### Goals:
1 – Answer these questions about the post on the scraper and supervisor:
(a) Which library does the post say was used for the scraping?
(b) What does the author dislike about the "MVP" implementation?
(c) Which selector is used to look up the price element?
2 – From the listing, quote everything from the line containing "Label every blue" down to the line containing "115, 0, 550, 153", with both of those lines included.

### Provided text:
================

Next up - Scraper and Supervisor

Two more things to talk about: scraper and supervisor

Scraper is pretty straightforward. Receive a message from Actor and start scraping it. Once we get what we need - pass message to store it into database. Nothing more at this moment. More complex composition/abstraction will need to land here later to fit in more sites and specific categories.

One thing I don’t like about this “MVP” implementation is how parsedItemDetails are parsed with collectFirst by types. This makes my IDE slow due type checking. Some better data structure can be fit here - not to waste too much time here - let’s move on.

p.s scraping done with the help of “scalascraper”

package rt

import akka.actor.{Actor, ActorRef}
import net.ruippeixotog.scalascraper.browser.JsoupBrowser
import net.ruippeixotog.scalascraper.dsl.DSL.Extract._
import net.ruippeixotog.scalascraper.dsl.DSL._
import net.ruippeixotog.scalascraper.model.Element
import net.ruippeixotog.scalascraper.scraper.ContentExtractors.element

import scala.util.Try

class Scraper(supervisor: ActorRef) extends Actor {

  override def receive: Receive = {
    case ScrapDetails(url, rtSite, rtCategory) =>
      println("=== start scraping details ===")
      println(s"url = $url")
      sender() ! StoreDetails(scrapDetails(url, rtSite, rtCategory), rtSite, rtCategory)
  }

  def scrapDetails(url: String,
                   rTSite: RTSite,
                   rTCategory: RTCategory): RTItem = {
    val browser = new JsoupBrowser(
      "Mozilla/5.0 (Windows NT 10.0; Win64; x64) AppleWebKit/537.36 (KHTML, like Gecko) Chrome/58.0.3029.110 Safari/537.36")

    val doc = browser.get(url)

    println("=== [DETAILS] FLATS ===")
    val id = url.substring(url.length - 10, url.length - 1)

    val priceEleOpt = doc >?> element(".obj-price")

    priceEleOpt match { // if page exists
      case Some(priceEle) =>
        val (price, pricePerMeter) = parsePrice(priceEle)

        val comment = doc >> element(".obj-comment") >?> text

        val detailsTerms = doc >> elementList(".obj-details dt")
        val detailsItem = doc >> elementList(".obj-details dd")

        val itemDetails = detailsTerms.zip(detailsItem)

        lazy val parsedItemDetails: Seq[Any] = this.splitDetails(itemDetails)

        val stats = doc >> elementList(".obj-stats dl dd")

        val created = stats(1).text
        val edited = stats(2).text
        val interested = stats(3).text


        RTItem(
          Some(id)

================

### Records supplied:

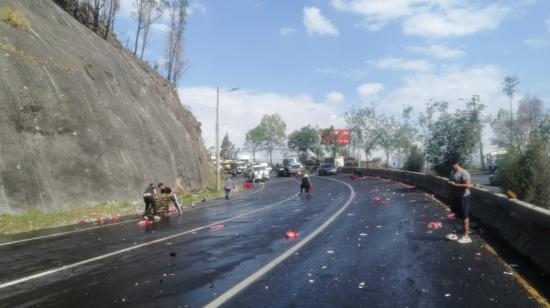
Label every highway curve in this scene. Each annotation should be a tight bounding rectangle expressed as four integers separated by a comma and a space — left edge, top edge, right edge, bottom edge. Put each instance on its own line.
0, 176, 545, 307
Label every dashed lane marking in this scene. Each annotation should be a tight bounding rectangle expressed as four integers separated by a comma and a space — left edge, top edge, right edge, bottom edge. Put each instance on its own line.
205, 178, 355, 308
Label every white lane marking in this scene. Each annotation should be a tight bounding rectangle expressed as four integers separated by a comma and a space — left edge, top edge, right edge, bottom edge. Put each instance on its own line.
0, 194, 297, 289
204, 178, 355, 308
0, 183, 265, 247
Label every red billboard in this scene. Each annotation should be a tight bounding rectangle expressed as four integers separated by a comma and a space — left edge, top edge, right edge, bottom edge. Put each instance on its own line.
321, 128, 351, 145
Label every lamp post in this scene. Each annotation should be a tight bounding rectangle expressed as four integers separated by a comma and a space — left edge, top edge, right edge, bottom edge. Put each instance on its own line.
216, 87, 239, 191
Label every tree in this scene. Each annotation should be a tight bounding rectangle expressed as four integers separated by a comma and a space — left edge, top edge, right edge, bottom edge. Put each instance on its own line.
220, 133, 235, 160
491, 95, 544, 152
245, 126, 264, 162
403, 145, 424, 172
166, 0, 189, 85
376, 117, 399, 168
497, 115, 550, 209
133, 0, 166, 59
287, 125, 321, 162
259, 113, 286, 164
345, 104, 379, 164
467, 95, 485, 170
104, 0, 120, 39
502, 75, 519, 144
418, 101, 449, 168
91, 0, 105, 33
321, 126, 342, 160
426, 105, 477, 176
393, 106, 417, 167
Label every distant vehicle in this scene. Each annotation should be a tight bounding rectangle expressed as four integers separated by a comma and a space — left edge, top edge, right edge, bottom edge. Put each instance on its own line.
249, 165, 269, 182
318, 164, 338, 175
231, 161, 246, 174
489, 168, 500, 186
486, 150, 507, 173
277, 163, 305, 176
283, 158, 300, 167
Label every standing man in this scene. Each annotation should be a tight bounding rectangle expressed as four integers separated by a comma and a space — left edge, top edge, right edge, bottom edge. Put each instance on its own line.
299, 173, 311, 195
446, 162, 472, 244
224, 177, 235, 200
143, 183, 157, 219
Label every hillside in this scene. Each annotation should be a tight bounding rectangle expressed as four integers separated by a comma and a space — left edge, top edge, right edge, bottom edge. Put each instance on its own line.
0, 0, 212, 214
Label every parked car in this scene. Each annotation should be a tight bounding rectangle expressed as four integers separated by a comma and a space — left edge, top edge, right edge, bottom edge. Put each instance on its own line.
248, 165, 269, 182
231, 161, 246, 174
318, 164, 338, 175
277, 163, 305, 176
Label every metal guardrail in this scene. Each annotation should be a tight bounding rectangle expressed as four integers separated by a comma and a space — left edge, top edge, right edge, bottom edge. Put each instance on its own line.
340, 168, 550, 274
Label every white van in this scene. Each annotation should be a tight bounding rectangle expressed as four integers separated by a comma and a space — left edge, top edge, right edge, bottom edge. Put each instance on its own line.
250, 164, 269, 182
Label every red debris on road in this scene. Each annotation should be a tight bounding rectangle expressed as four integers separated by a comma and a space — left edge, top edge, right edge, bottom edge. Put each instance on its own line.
285, 230, 300, 239
210, 224, 225, 231
138, 220, 153, 227
427, 221, 443, 230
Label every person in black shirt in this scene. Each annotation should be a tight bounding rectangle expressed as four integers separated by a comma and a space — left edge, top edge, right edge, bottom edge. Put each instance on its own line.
300, 174, 311, 195
143, 183, 157, 219
158, 182, 181, 215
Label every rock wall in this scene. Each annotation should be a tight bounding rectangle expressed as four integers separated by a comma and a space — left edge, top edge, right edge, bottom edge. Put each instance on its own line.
0, 0, 212, 214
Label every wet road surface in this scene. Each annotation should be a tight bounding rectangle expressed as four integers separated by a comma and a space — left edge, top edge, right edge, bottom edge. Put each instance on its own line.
0, 176, 540, 307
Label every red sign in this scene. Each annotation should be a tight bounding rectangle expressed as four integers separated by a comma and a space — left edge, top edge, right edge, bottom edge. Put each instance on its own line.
321, 128, 351, 145
334, 128, 351, 145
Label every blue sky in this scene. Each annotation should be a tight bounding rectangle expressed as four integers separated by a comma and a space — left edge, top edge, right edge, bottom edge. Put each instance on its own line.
115, 0, 550, 153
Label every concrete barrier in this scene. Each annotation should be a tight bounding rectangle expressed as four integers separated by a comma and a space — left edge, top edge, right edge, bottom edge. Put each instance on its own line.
341, 168, 550, 274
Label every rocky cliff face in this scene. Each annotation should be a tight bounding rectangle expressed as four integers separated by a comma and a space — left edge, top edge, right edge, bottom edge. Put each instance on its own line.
0, 0, 212, 214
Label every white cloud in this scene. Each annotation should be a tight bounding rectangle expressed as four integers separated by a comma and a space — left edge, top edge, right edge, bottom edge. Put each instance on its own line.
380, 65, 506, 113
187, 0, 206, 15
330, 0, 512, 37
279, 27, 296, 36
357, 83, 384, 99
178, 87, 345, 146
325, 91, 346, 103
407, 44, 464, 59
315, 68, 366, 80
368, 58, 432, 71
403, 4, 511, 37
304, 7, 340, 36
524, 37, 550, 48
151, 23, 170, 32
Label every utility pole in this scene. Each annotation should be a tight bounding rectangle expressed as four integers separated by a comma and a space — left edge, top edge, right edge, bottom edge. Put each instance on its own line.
216, 87, 239, 191
216, 87, 220, 191
472, 95, 485, 170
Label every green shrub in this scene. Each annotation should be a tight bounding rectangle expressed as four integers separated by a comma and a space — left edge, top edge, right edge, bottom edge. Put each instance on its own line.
403, 146, 424, 172
0, 6, 31, 31
497, 118, 550, 209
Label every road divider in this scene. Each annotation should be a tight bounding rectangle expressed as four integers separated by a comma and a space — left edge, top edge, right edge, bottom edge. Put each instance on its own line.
341, 168, 550, 274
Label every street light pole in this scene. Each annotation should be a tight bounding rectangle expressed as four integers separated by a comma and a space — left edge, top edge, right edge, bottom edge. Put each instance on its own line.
216, 87, 239, 191
216, 87, 220, 191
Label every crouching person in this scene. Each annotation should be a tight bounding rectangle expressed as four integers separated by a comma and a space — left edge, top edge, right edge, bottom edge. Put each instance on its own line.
158, 183, 181, 215
143, 183, 157, 219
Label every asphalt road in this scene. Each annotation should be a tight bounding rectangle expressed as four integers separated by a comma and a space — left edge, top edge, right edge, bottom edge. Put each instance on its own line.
0, 176, 541, 307
472, 171, 501, 192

================

### Answers for this exercise:
1 –
(a) The scraping was done with the help of "scalascraper."
(b) The author dislikes how parsedItemDetails are parsed with collectFirst by types, because the type checking makes the IDE slow.
(c) The price element is looked up with the selector ".obj-price".

2 –
Label every blue sky in this scene. Each annotation should be a tight bounding rectangle expressed as four integers separated by a comma and a space — left edge, top edge, right edge, bottom edge. Put each instance on its own line.
115, 0, 550, 153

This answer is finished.